* Consigne 1
Répondez aux questions suivantes sur le texte consacré à l'hospitalité.
(a) En quelle année la France signe-t-elle la Convention de Genève pour l'accueil des réfugiés ?
(b) Sur quoi la chapelle est-elle bâtie ?
(c) Jusqu'où le texte annonce-t-il que l'on ira demain ?
* Consigne 2
Recopiez le texte consacré à l'hospitalité de « La France signe » à « qui vont ensemble. », en mettant « fierté » à la place de « dignité ».
* Consigne 3
Dressez la liste de tous les groupes dont le texte consacré à l'hospitalité rappelle l'accueil.

* Texte présenté
>>
Cependant, pour l’Europe de culture judéo-chrétienne-musulmane et de culture des Droits de l’Homme, l’hospitalité est une tradition. Souvenez-vous de l’accueil offert aux Arméniens, aux républicains de la guerre d’Espagne, aux Chiliens persécutés par Pinochet, aux réfugiés de l’Est, aux demandeurs d’asile politique et territorial.
La France signe en 1952 la Convention de Genève pour l’accueil des réfugiés, et c’est toujours en ces lieux de fractures humaines, où l’homme est nié, rejeté, exclu, tué. que d’autres hommes se lèvent debout dans leur dignité, témoins de la vie, bâtisseurs de paix, partageurs des biens de la terre.

Hospitalité et humanité, deux mots qui vont ensemble.
Hospitalité est au sommet de l’humanité. L’hospitalité, c’est la meilleure manière de se montrer humain au cœur de l’hostilité. Mot de la même racine qu’hospitalité, il est une urgence : besoin d’hôpital, ce lieu où on soigne l’homme, espace où l’on guérit l’homme blessé, où l’on donne hospitalité à l’homme en manque d’humanité.

Ce soir, l’espace même qui nous accueille nous invite à devenir « hôte »… celui qui donne l’hospitalité et celui qui reçoit l’hospitalité. C’est le même mot. C’est une même réalité : ouverture d’un espace de rencontre réciproque. La chapelle est bâtie sur le roc du dolmen. pour que surgissent les pierres vivantes que nous sommes, d’un édifice toujours à construire, maison aux portes ouvertes à la « Visitation de l’étranger ». Nous avons dressé la table, pour un repas sur le monde où Dieu lui-même sera notre hôte et notre invité. _Et nous ferons une marche vers le tantad, feu qui éclaire nos nuits de désespérance, chaleur qui réchauffe nos froideurs, lumière qui nous rassemble et nous montre la route d`une humanité fraternelle. Demain, nous irons jusqu’à la source pour entendre une parole venue d’ailleurs.
La parole du Tout Autre.
<<
* Extraits de données
>>
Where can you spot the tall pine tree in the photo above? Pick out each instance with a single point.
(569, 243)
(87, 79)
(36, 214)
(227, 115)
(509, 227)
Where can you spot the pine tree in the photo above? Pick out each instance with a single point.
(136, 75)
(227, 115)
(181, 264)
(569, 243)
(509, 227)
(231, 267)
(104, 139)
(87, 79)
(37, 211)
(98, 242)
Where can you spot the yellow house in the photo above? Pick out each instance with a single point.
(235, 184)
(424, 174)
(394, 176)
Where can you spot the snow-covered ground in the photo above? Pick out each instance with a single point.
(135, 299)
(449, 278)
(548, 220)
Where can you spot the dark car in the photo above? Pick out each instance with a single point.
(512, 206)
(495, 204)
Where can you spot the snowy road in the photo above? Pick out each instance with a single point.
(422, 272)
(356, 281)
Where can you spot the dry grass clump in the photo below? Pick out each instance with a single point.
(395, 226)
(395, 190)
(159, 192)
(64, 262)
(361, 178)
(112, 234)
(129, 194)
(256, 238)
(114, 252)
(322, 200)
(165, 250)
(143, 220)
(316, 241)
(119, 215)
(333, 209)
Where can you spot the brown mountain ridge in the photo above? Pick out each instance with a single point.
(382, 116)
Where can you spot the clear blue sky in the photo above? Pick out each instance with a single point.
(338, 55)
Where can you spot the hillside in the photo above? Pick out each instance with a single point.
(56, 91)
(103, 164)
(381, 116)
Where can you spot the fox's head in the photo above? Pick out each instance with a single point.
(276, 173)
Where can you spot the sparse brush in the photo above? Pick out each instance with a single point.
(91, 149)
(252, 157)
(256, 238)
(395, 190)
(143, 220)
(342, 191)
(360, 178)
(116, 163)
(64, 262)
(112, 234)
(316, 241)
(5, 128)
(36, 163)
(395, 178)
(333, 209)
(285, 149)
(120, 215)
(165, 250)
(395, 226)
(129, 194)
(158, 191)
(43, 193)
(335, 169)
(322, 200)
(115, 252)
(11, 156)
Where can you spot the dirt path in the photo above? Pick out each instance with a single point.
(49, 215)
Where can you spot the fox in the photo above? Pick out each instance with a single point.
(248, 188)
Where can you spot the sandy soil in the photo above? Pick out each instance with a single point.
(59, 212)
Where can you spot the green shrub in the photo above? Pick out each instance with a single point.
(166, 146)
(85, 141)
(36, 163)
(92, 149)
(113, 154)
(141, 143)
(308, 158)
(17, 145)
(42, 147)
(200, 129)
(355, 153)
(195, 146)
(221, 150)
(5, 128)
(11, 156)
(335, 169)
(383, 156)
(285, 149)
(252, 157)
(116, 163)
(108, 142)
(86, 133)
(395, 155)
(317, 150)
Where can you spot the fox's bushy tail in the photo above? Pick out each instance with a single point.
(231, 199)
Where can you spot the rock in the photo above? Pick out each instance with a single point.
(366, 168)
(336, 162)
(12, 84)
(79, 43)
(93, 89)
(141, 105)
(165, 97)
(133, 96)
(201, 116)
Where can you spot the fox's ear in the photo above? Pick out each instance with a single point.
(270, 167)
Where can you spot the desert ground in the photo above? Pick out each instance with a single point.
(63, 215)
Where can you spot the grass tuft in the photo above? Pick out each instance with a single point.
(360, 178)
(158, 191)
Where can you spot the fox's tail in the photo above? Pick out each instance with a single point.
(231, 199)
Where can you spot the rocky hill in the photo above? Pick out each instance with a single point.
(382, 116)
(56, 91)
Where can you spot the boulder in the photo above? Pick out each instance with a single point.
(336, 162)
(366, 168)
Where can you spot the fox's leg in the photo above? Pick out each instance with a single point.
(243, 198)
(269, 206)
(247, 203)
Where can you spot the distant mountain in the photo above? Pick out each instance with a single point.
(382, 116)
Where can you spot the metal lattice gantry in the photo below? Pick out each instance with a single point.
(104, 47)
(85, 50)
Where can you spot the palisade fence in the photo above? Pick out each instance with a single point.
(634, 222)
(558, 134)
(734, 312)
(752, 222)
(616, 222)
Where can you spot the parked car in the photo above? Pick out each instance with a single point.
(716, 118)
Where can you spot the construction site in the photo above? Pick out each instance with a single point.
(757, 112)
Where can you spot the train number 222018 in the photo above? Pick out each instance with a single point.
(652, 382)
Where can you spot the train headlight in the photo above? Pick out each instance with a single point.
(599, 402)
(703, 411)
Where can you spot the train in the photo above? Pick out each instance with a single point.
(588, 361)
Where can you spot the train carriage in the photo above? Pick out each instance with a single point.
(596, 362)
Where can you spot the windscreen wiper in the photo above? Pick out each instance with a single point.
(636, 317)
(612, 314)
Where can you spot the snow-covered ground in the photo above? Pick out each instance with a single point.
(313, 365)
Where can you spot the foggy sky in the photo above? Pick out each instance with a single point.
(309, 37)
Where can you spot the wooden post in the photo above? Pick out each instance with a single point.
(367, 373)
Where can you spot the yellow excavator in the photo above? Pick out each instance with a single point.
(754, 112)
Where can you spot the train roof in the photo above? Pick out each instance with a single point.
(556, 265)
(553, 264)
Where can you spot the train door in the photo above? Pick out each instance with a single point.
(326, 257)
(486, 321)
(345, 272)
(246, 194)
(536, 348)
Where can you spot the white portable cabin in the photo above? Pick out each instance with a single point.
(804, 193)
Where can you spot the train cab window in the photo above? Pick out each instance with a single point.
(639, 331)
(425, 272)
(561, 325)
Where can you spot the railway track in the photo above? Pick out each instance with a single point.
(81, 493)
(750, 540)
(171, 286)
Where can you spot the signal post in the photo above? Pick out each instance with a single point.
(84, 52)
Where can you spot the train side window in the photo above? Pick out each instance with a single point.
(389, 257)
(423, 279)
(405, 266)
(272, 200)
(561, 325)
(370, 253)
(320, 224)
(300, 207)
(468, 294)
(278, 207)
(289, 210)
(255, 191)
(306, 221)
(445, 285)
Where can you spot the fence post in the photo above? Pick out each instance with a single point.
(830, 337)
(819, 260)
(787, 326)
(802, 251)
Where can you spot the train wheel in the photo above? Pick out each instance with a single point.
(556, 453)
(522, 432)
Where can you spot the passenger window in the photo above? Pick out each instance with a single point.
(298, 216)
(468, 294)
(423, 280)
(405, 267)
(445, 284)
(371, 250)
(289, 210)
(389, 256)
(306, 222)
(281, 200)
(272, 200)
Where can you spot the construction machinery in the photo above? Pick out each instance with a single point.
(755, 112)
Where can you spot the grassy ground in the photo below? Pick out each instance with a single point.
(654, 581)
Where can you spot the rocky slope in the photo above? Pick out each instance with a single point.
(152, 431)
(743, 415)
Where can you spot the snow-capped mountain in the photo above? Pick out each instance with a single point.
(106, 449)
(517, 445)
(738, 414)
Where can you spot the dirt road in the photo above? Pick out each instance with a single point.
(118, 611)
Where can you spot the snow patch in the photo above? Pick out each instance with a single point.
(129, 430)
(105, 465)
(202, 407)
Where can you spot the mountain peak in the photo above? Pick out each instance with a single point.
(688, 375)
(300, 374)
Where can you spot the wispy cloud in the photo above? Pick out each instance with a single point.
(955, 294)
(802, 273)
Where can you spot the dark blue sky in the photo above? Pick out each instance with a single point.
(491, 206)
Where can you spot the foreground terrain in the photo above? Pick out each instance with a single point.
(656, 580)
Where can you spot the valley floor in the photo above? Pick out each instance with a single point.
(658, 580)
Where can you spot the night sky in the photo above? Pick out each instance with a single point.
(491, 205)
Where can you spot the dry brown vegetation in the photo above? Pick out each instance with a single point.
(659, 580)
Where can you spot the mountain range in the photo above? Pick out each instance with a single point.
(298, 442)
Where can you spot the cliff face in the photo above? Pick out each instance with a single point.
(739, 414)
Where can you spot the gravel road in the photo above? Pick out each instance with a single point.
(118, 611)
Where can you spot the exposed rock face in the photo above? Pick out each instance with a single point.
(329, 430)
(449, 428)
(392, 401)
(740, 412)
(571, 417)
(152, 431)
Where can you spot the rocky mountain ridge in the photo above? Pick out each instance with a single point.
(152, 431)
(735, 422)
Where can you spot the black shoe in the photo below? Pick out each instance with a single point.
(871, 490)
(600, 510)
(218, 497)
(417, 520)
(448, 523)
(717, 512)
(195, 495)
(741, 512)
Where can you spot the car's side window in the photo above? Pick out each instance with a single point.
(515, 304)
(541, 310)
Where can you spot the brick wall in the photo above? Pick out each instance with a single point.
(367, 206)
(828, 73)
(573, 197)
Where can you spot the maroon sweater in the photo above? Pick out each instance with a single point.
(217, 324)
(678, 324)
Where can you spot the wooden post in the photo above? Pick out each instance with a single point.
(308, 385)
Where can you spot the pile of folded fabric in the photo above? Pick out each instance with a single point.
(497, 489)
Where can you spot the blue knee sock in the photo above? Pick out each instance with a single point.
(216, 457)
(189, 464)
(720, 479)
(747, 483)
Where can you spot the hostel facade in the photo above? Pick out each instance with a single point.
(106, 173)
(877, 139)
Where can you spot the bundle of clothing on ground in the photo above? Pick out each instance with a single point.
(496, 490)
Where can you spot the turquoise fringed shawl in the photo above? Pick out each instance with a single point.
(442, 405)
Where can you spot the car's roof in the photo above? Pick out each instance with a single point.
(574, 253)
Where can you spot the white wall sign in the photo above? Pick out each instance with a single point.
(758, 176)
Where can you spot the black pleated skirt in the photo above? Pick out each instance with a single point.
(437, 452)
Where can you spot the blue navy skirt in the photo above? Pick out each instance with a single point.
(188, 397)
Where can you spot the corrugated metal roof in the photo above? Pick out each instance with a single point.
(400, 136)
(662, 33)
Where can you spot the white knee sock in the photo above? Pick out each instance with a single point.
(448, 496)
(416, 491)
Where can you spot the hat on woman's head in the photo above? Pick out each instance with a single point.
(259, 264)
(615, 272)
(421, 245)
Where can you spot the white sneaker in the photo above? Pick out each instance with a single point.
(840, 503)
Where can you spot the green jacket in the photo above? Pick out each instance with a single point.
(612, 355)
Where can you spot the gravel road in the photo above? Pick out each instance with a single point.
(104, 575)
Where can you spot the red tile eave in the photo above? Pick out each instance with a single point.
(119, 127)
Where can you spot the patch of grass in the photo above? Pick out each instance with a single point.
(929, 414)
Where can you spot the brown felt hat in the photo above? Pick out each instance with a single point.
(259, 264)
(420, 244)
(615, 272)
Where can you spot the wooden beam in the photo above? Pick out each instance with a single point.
<<
* Corrigé 1
(a) En 1952.
(b) Sur le roc du dolmen.
(c) Jusqu'à la source, pour entendre une parole venue d'ailleurs.

* Corrigé 2
La France signe en 1952 la Convention de Genève pour l’accueil des réfugiés, et c’est toujours en ces lieux de fractures humaines, où l’homme est nié, rejeté, exclu, tué. que d’autres hommes se lèvent debout dans leur fierté, témoins de la vie, bâtisseurs de paix, partageurs des biens de la terre.

Hospitalité et humanité, deux mots qui vont ensemble.

* Corrigé 3
- les Arméniens
- les républicains de la guerre d'Espagne
- les Chiliens persécutés par Pinochet
- les réfugiés de l'Est
- les demandeurs d'asile politique et territorial